▶ To do
State how many lines in the material below contain the word "water", treating uppercase and lowercase as different. Give only the number.

* begin Information shown *

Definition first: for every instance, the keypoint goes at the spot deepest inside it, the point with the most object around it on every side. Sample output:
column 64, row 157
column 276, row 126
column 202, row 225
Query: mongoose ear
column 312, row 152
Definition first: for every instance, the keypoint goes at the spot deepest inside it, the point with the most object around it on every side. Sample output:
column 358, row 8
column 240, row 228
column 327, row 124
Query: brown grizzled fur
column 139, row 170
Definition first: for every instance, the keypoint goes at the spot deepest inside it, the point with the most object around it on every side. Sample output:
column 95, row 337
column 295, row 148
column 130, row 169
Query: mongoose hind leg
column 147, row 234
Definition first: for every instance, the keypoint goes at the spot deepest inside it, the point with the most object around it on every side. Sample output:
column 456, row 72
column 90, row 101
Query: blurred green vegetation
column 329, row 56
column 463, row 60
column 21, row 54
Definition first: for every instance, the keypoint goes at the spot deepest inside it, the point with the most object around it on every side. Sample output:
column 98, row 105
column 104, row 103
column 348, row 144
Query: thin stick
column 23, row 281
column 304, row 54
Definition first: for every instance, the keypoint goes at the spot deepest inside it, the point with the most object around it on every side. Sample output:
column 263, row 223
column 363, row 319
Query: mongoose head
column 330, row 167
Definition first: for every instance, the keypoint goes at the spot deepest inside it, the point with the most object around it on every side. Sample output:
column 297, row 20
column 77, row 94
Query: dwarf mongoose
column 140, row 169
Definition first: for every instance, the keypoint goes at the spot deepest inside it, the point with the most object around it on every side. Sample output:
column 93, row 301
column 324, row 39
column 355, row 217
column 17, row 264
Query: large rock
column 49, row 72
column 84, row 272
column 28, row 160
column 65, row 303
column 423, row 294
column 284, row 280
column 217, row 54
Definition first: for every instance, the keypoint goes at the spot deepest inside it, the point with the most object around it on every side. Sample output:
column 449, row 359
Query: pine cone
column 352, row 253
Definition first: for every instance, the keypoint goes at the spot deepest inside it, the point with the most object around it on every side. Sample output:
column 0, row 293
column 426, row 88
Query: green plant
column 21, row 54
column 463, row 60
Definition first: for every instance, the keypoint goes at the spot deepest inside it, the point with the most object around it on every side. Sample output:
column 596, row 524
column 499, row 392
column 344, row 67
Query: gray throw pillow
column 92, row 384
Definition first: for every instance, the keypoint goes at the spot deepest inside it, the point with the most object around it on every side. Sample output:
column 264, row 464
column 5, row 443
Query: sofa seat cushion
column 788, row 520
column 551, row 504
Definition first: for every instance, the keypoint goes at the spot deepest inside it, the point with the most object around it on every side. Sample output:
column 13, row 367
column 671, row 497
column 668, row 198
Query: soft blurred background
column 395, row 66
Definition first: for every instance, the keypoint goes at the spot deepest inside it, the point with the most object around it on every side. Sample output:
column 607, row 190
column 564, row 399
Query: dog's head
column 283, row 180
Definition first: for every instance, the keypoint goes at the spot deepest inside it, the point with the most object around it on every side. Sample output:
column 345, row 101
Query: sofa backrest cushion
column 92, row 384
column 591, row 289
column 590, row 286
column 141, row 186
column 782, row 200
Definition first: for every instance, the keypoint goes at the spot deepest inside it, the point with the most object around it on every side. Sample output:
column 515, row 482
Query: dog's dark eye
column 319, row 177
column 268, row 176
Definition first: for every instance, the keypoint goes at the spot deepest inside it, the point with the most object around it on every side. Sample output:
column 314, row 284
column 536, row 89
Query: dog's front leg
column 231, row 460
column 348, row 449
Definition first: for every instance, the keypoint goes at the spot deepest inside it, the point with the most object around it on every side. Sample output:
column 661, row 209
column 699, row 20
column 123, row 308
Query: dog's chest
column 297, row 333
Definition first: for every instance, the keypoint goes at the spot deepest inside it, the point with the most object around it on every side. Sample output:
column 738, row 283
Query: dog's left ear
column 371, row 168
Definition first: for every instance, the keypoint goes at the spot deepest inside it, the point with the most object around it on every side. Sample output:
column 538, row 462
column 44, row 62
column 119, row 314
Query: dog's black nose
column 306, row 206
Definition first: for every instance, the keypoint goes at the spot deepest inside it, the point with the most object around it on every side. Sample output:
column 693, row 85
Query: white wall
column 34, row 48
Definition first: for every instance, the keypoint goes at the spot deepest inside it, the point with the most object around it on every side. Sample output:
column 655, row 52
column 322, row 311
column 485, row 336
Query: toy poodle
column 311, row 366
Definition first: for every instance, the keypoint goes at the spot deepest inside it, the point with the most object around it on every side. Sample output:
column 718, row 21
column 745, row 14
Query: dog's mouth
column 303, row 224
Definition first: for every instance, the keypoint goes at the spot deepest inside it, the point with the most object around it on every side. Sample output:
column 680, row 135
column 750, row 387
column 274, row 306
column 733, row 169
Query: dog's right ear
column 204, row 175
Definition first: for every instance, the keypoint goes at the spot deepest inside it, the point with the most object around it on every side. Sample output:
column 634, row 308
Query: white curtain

* end Information shown *
* begin Information shown *

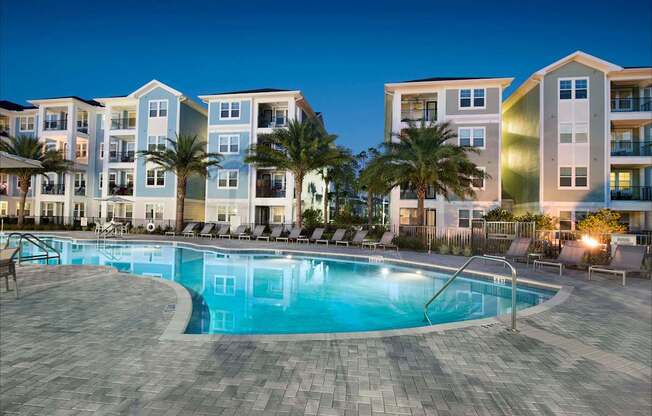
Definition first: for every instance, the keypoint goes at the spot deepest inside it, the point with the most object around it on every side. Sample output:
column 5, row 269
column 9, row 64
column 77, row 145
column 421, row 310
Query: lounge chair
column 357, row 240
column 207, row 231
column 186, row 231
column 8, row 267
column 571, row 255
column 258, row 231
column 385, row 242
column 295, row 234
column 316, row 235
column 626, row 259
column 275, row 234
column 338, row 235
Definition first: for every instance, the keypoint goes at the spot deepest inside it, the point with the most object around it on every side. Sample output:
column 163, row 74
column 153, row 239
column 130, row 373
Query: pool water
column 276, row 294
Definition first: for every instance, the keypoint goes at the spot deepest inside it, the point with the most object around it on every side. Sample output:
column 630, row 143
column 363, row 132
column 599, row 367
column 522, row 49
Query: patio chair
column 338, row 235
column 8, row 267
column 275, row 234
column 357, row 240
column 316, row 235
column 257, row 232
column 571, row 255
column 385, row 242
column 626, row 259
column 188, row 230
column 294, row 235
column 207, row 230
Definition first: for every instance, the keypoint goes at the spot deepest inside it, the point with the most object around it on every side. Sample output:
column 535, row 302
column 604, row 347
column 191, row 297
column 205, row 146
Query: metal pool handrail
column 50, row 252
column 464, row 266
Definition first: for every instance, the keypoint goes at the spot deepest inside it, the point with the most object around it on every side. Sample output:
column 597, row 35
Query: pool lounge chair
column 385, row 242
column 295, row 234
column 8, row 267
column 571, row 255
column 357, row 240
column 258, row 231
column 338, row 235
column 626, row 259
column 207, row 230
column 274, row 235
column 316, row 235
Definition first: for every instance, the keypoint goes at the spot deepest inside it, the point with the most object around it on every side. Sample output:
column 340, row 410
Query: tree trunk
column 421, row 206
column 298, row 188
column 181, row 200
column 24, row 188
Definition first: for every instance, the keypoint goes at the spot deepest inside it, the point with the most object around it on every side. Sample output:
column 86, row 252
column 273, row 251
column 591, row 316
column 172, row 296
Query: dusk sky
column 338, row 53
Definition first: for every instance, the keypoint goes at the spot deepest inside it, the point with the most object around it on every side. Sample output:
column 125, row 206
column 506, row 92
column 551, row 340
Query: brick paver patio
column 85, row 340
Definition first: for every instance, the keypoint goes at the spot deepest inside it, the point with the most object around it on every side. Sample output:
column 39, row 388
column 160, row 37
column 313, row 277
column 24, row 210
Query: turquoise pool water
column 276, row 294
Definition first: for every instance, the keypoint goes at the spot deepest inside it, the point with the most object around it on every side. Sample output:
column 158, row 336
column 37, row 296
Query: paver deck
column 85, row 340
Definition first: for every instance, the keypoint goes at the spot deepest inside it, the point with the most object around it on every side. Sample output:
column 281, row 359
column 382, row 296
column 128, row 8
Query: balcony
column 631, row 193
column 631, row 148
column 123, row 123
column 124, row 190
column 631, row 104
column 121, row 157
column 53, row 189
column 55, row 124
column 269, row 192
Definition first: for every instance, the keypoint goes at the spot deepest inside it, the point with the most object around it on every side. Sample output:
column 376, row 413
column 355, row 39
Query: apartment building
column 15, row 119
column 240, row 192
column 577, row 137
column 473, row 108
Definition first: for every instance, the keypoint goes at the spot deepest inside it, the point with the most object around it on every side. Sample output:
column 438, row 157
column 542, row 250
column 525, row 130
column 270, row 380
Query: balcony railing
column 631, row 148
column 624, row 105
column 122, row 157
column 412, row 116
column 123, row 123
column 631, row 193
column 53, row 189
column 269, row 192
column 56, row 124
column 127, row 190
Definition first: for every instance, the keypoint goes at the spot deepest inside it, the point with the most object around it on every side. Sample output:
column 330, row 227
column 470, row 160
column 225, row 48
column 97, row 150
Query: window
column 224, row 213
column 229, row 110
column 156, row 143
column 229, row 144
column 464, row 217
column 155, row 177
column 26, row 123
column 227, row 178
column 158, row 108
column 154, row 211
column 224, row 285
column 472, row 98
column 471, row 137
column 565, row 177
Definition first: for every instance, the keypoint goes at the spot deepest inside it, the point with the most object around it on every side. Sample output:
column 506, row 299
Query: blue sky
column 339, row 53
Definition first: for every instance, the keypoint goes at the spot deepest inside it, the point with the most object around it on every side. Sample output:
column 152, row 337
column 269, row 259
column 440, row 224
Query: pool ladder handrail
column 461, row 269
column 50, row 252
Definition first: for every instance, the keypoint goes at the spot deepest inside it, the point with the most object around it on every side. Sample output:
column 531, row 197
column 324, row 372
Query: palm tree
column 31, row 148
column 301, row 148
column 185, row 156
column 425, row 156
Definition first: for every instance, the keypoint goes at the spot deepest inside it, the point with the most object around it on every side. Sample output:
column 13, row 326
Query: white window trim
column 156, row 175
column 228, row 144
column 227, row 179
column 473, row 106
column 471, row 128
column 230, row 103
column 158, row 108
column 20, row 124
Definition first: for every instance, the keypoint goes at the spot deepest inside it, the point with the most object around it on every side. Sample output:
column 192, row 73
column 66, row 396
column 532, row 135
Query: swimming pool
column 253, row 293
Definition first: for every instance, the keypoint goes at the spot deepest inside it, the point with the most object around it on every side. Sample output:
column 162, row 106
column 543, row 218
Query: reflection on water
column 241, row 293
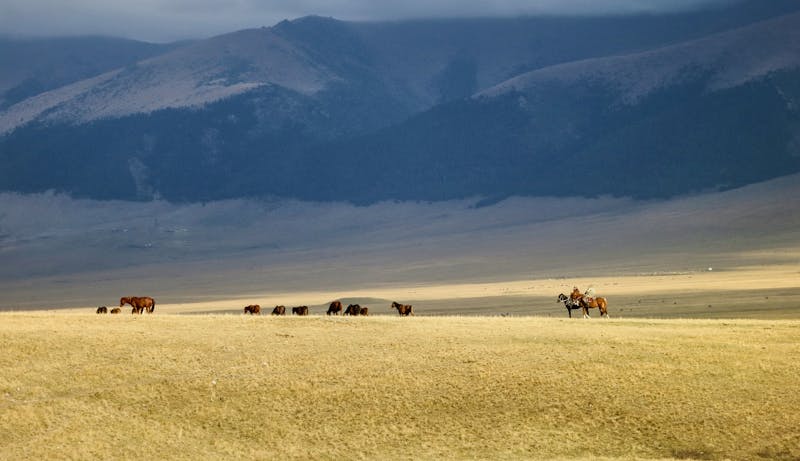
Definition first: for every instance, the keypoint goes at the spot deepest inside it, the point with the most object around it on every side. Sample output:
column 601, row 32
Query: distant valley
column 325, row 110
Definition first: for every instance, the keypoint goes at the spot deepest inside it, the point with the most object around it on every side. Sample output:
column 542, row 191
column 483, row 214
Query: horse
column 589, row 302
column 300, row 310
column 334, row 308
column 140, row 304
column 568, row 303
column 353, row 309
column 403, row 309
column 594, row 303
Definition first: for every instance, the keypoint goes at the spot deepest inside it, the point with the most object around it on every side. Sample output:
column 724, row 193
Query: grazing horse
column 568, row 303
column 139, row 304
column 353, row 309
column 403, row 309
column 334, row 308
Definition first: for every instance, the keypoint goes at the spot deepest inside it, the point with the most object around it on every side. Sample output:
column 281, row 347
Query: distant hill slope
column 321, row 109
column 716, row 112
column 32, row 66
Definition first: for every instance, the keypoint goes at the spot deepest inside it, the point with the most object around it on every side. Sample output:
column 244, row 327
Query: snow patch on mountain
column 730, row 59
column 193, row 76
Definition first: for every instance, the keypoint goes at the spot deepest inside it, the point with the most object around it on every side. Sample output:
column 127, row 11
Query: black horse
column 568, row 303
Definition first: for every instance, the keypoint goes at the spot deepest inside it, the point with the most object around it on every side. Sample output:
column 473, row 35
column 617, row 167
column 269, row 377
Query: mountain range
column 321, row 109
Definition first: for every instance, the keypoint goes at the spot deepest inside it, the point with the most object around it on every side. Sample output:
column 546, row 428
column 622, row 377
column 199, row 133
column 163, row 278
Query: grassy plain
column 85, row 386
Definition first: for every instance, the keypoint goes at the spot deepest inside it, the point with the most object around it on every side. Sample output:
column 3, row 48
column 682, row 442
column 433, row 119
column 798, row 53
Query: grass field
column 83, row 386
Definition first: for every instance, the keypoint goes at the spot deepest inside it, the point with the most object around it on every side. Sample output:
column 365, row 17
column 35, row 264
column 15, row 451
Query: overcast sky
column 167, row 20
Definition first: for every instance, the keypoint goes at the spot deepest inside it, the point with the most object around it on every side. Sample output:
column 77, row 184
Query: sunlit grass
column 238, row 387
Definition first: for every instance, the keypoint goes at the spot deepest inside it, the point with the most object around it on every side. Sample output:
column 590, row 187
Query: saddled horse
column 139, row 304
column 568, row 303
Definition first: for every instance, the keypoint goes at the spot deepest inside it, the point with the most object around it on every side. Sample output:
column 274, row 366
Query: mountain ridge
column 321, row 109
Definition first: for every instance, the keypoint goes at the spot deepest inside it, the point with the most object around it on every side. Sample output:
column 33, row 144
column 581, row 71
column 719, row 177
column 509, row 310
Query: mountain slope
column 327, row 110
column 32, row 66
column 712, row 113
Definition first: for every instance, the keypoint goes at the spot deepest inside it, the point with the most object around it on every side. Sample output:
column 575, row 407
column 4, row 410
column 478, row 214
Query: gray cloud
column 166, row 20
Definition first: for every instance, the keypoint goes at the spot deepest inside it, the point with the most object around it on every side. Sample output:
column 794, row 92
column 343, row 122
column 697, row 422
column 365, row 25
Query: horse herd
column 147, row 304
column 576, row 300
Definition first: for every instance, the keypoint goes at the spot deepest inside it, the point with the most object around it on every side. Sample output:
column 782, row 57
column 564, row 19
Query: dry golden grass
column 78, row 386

* end Information shown *
* begin Information shown *

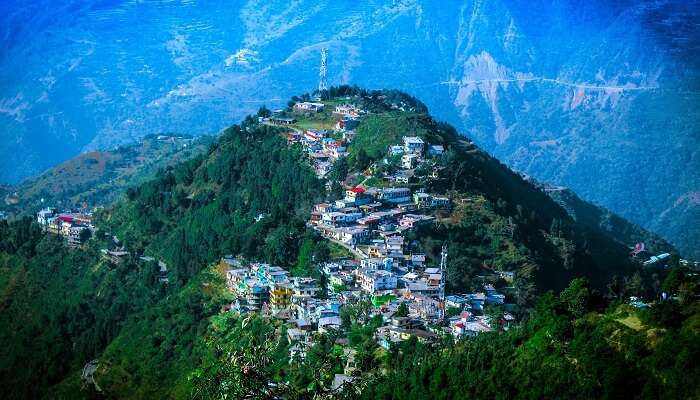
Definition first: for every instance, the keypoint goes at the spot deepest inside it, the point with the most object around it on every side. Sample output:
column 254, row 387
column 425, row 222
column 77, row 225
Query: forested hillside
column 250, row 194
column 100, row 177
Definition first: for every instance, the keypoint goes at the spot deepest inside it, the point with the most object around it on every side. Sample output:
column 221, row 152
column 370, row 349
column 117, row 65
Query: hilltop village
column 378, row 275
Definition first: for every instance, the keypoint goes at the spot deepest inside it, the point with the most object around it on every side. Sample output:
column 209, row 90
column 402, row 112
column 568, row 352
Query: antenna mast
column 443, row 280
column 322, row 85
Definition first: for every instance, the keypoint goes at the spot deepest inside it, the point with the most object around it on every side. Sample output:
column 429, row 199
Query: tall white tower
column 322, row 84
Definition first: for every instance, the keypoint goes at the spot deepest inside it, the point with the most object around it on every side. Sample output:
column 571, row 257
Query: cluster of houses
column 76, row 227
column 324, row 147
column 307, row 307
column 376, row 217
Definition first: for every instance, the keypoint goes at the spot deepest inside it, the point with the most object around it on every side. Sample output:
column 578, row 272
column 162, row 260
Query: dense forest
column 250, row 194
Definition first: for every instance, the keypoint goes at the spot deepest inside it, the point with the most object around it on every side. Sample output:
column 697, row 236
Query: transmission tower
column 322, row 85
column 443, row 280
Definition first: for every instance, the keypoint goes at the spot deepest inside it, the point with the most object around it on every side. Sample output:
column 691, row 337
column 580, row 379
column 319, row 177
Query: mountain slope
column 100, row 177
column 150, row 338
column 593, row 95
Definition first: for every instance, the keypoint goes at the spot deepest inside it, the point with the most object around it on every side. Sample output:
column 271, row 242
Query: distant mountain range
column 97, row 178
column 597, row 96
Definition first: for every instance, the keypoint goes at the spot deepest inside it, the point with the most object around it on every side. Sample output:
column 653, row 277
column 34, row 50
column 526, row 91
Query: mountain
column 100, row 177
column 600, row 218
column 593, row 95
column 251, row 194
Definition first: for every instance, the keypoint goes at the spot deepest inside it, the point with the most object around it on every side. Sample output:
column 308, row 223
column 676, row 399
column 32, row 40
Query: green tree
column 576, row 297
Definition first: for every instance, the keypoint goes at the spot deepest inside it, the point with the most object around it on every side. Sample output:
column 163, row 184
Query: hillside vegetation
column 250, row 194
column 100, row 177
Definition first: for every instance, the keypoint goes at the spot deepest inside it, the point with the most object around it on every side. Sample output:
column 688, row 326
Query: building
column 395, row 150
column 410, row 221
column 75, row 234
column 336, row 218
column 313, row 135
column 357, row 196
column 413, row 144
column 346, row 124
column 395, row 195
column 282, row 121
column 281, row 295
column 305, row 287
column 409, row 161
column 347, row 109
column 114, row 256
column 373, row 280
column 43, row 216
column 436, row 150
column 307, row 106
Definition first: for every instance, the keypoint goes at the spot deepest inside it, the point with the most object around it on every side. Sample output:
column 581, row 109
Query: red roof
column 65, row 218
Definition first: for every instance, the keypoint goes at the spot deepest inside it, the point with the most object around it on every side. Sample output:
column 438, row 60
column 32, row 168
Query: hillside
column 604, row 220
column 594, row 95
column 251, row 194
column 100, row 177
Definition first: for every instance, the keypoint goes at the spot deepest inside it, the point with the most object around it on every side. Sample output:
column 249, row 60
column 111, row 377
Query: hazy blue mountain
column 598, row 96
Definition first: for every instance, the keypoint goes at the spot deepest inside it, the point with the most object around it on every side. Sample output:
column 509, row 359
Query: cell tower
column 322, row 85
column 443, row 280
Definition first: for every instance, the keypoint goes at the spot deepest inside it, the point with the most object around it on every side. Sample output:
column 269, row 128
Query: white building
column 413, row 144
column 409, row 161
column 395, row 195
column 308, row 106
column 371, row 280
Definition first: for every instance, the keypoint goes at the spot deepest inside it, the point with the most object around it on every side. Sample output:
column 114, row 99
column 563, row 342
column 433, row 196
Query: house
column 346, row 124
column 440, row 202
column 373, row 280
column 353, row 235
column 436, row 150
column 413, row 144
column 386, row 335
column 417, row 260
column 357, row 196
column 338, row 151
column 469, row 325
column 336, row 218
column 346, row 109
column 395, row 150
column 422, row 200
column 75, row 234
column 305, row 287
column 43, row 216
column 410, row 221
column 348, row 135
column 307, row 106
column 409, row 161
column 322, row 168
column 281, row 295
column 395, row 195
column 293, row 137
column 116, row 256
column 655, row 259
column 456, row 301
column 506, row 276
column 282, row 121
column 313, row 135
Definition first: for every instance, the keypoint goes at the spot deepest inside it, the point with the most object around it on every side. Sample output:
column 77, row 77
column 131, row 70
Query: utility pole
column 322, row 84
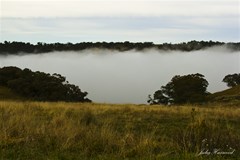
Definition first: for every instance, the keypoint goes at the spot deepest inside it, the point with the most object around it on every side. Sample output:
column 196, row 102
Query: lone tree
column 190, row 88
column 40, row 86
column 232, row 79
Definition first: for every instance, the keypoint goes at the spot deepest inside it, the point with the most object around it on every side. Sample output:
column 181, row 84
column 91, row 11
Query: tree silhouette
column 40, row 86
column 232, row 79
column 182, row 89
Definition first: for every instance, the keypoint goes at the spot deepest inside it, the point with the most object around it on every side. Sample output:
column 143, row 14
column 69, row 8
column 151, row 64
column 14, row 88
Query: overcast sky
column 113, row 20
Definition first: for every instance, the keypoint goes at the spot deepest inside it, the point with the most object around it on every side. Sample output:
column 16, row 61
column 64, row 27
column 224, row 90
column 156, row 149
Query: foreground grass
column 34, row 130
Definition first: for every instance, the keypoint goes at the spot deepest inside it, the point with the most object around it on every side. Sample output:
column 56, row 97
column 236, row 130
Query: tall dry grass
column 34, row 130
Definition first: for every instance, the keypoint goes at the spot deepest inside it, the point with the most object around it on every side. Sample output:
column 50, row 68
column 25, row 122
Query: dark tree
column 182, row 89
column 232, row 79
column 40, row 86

* end Information shown *

▶ Final result
3